■ STATED PROBLEM ■
List every line below that contains the string "hair", matching case exactly.

^^^^

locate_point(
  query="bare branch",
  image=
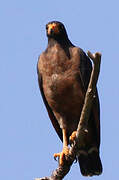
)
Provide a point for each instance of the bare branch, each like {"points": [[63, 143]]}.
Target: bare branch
{"points": [[61, 171]]}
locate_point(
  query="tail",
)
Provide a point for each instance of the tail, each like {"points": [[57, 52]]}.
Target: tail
{"points": [[90, 163]]}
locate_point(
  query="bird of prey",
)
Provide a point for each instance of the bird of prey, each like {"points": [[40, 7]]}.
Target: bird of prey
{"points": [[63, 74]]}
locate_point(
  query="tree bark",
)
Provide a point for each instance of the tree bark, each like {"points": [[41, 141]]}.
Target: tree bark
{"points": [[61, 171]]}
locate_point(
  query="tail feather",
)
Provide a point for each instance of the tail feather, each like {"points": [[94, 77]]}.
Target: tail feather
{"points": [[90, 163]]}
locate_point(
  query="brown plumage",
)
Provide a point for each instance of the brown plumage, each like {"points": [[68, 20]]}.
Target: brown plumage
{"points": [[63, 74]]}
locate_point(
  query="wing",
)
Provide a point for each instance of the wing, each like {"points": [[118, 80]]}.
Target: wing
{"points": [[49, 110], [85, 72]]}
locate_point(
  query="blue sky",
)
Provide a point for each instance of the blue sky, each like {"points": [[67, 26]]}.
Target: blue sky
{"points": [[27, 138]]}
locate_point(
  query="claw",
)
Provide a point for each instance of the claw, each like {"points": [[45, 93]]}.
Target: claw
{"points": [[62, 155], [72, 137]]}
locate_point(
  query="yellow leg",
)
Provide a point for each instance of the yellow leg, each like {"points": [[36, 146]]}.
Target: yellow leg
{"points": [[65, 150], [73, 136]]}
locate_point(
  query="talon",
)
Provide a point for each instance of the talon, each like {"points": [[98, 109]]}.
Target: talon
{"points": [[73, 136], [62, 155]]}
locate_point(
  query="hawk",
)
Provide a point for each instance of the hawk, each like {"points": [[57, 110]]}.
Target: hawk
{"points": [[63, 74]]}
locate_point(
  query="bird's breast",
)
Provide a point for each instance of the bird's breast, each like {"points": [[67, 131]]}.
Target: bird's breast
{"points": [[63, 91]]}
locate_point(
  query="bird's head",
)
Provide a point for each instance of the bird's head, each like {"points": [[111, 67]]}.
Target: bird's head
{"points": [[56, 30]]}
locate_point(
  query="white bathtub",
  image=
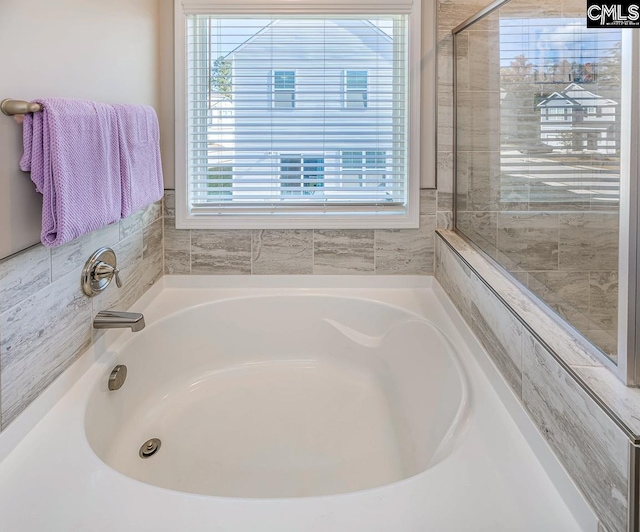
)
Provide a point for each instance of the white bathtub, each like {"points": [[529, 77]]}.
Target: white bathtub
{"points": [[286, 404], [282, 396]]}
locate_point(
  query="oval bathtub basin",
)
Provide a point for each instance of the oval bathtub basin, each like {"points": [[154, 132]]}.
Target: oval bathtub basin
{"points": [[281, 396]]}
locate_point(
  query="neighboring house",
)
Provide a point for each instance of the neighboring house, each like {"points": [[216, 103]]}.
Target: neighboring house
{"points": [[578, 120], [318, 120]]}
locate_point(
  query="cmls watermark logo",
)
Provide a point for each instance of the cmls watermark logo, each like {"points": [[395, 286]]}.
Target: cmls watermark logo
{"points": [[613, 14]]}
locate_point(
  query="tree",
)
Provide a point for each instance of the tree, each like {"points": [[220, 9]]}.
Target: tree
{"points": [[221, 77]]}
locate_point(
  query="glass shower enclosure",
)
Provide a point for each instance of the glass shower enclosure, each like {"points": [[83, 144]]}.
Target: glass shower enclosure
{"points": [[544, 128]]}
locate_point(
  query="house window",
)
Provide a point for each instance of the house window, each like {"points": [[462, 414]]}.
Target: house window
{"points": [[301, 175], [284, 89], [555, 113], [355, 89], [323, 165], [364, 168]]}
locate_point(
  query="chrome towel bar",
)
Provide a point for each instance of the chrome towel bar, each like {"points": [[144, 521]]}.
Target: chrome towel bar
{"points": [[19, 107]]}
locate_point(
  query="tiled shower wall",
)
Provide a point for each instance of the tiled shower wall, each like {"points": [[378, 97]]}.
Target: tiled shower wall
{"points": [[592, 448], [561, 246], [45, 318]]}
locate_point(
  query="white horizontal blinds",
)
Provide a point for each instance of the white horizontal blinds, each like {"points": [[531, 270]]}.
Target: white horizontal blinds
{"points": [[280, 110]]}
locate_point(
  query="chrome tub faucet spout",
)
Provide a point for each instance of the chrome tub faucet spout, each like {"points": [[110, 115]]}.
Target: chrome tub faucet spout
{"points": [[113, 319]]}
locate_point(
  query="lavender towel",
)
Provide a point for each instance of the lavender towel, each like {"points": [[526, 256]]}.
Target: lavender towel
{"points": [[71, 149], [140, 164]]}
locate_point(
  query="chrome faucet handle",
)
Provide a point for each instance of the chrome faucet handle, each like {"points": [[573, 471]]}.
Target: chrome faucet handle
{"points": [[103, 270], [99, 270]]}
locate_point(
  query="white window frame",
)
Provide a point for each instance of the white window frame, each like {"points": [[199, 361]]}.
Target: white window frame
{"points": [[371, 219]]}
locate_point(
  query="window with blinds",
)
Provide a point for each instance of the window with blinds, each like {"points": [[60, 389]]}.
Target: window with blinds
{"points": [[297, 115]]}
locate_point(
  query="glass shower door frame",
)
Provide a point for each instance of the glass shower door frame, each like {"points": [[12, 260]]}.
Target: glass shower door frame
{"points": [[628, 362]]}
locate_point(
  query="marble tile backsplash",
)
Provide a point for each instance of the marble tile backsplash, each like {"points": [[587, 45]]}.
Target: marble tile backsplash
{"points": [[45, 318], [301, 252]]}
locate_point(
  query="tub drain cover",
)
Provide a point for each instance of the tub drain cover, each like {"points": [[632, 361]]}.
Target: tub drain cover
{"points": [[150, 447]]}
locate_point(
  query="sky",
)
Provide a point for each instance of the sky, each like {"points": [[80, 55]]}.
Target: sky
{"points": [[552, 40], [228, 34]]}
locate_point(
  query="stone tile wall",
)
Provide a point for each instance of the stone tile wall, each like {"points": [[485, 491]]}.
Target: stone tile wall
{"points": [[45, 318], [592, 448], [301, 251], [563, 248]]}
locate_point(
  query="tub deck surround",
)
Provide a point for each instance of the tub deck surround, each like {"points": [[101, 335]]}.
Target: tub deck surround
{"points": [[589, 418], [45, 319], [490, 470]]}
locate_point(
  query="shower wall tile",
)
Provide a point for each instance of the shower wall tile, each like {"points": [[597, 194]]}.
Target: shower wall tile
{"points": [[428, 201], [41, 336], [478, 124], [303, 252], [406, 251], [343, 252], [588, 241], [282, 252], [169, 206], [565, 292], [494, 326], [177, 248], [152, 253], [603, 298], [528, 241], [67, 258], [140, 219], [481, 228], [483, 62], [225, 252], [45, 318], [23, 274], [592, 448], [444, 220], [129, 254]]}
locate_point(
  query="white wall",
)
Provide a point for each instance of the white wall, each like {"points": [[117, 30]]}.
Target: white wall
{"points": [[103, 51]]}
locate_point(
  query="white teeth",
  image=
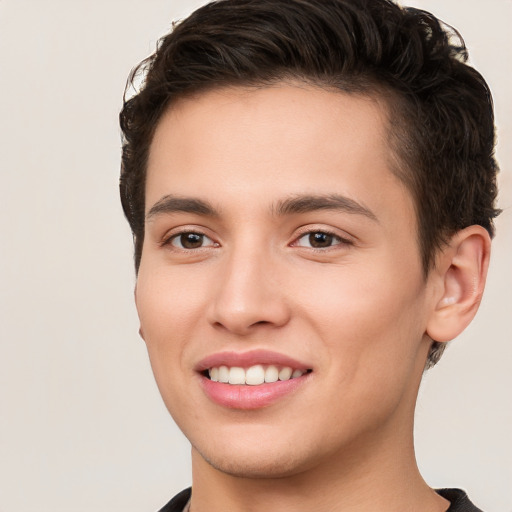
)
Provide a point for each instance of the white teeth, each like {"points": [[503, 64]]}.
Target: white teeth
{"points": [[271, 374], [224, 374], [253, 376], [214, 374], [236, 375], [285, 373]]}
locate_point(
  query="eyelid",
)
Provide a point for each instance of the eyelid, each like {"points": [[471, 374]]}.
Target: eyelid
{"points": [[175, 233], [308, 230]]}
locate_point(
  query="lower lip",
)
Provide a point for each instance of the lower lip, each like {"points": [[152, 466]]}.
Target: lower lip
{"points": [[250, 397]]}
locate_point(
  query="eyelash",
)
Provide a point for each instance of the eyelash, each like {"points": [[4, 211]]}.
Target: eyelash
{"points": [[339, 240], [309, 233], [177, 236]]}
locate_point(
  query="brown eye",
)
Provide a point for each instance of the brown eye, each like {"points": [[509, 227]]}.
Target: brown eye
{"points": [[191, 240], [319, 240]]}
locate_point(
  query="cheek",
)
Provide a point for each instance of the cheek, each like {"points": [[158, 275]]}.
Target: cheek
{"points": [[369, 320]]}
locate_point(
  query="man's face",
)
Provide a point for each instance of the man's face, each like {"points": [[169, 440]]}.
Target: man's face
{"points": [[279, 241]]}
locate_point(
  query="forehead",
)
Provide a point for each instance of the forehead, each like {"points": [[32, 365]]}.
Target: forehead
{"points": [[286, 139]]}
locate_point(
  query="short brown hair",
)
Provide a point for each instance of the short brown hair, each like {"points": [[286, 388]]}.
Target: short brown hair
{"points": [[441, 122]]}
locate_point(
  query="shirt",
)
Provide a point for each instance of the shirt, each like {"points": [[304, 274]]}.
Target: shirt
{"points": [[459, 501]]}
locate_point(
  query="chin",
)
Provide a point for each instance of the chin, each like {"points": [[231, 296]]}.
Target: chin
{"points": [[254, 467]]}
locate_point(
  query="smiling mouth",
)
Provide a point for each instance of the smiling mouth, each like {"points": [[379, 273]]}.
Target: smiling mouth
{"points": [[254, 375]]}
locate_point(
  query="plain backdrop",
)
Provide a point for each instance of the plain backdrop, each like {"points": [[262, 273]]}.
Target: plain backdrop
{"points": [[82, 427]]}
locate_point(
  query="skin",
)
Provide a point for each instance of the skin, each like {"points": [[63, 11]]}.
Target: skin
{"points": [[356, 311]]}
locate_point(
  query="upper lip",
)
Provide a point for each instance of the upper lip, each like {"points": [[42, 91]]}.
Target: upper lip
{"points": [[248, 359]]}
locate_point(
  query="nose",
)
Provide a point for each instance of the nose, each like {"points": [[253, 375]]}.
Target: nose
{"points": [[249, 294]]}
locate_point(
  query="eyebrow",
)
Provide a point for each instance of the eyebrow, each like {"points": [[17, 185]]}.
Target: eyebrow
{"points": [[310, 203], [293, 205], [174, 204]]}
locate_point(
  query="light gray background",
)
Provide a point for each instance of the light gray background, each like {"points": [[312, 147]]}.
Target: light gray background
{"points": [[82, 427]]}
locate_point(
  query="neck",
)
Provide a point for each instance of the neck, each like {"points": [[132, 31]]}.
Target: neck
{"points": [[377, 475]]}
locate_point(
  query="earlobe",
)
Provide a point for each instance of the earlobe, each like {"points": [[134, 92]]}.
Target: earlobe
{"points": [[461, 270]]}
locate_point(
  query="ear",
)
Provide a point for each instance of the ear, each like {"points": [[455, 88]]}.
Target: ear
{"points": [[141, 332], [460, 274]]}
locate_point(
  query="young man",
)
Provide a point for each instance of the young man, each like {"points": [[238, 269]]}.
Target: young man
{"points": [[311, 189]]}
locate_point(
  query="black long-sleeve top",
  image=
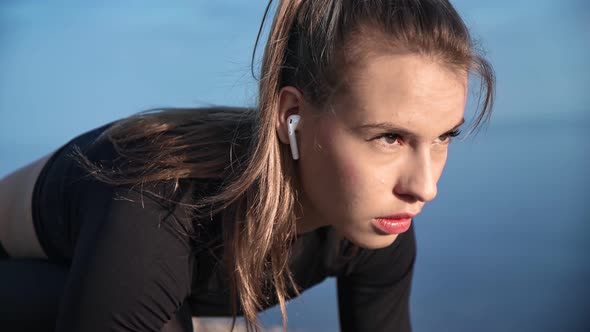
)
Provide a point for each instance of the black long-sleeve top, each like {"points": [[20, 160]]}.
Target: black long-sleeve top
{"points": [[131, 271]]}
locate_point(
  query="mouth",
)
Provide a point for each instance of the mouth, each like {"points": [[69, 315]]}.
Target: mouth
{"points": [[395, 224]]}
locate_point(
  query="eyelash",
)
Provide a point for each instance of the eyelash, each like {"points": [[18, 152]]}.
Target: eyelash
{"points": [[446, 138]]}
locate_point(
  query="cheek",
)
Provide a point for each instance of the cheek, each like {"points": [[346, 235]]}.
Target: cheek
{"points": [[337, 176]]}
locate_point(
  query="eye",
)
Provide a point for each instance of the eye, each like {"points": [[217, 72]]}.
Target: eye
{"points": [[389, 139], [446, 138]]}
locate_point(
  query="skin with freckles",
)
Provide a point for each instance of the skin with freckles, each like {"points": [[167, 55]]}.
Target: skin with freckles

^^^^

■ WRITTEN ANSWER ■
  query="short brown hair",
Provide a point for each instance of the short brown hair, each like {"points": [[286, 388]]}.
Target: short brown hair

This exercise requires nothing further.